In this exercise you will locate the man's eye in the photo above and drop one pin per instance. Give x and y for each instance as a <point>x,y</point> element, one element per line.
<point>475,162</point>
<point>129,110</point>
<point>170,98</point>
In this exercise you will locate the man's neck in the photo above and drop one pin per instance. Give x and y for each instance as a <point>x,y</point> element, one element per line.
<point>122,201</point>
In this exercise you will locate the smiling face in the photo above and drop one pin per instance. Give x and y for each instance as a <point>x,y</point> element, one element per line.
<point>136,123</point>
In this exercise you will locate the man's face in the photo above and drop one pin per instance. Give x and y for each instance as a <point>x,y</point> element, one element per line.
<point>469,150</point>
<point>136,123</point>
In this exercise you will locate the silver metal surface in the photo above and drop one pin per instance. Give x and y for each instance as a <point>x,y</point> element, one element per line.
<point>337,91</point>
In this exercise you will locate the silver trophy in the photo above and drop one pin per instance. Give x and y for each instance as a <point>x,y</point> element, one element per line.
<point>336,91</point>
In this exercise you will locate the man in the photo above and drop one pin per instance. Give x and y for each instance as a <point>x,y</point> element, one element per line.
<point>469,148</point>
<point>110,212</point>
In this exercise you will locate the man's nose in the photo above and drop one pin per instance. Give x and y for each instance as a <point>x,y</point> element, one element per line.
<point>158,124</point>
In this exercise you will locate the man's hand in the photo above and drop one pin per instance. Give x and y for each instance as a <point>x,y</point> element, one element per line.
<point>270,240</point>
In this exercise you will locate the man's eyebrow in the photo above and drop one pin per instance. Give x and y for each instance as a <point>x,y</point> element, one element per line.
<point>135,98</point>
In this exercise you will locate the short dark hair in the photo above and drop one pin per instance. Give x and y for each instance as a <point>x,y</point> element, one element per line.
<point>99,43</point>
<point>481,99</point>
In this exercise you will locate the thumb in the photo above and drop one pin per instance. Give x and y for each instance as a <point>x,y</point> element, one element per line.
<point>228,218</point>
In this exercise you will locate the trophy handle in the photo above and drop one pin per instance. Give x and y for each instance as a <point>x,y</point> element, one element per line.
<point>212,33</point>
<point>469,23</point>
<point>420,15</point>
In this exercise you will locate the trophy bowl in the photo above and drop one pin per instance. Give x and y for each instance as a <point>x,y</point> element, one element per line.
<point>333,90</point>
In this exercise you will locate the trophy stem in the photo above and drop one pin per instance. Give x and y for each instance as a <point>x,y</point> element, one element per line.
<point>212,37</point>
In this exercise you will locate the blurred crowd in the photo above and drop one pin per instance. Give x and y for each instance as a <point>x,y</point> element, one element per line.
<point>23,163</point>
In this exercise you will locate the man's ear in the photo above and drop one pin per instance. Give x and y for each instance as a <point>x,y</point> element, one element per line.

- - -

- Exercise details: Begin at the first line of the entries and stop after the line that contains "<point>110,212</point>". Rewrite that stretch with "silver trophy" changed to "silver cup" and everything else left as it is.

- Output for this exercise:
In this exercise you will locate the man's eye in the photo above and drop one pin per instance. Give x and y for each instance as a <point>x,y</point> element, one element per line.
<point>475,162</point>
<point>129,110</point>
<point>170,98</point>
In this exercise you will locate the man's neck in the photo above and drop one pin per instance. Give x and y for each instance as a <point>x,y</point> element, one element per line.
<point>122,201</point>
In this exercise you will locate the smiling face in the photo above and drop one pin per instance. Give x and y for each instance as a <point>x,y</point> element, one element per line.
<point>136,123</point>
In this exercise you will locate the man's face in the photo above and drop one pin per instance. Give x and y for each instance as a <point>x,y</point> element, one element per line.
<point>469,150</point>
<point>136,123</point>
In this exercise you will locate the silver metal surface in the photo above and drop one pin per instance. Give x and y for each instance as a <point>x,y</point> element, one element per line.
<point>337,91</point>
In this exercise you will locate the silver cup in the photo above and drop one pin per instance. Give x and y for each instance as a <point>x,y</point> element, one element per line.
<point>336,91</point>
In this exercise you will locate the man in the photo above and drop one pin per instance. Give x and y for each instance as a <point>x,y</point> element, one element per line.
<point>469,148</point>
<point>110,212</point>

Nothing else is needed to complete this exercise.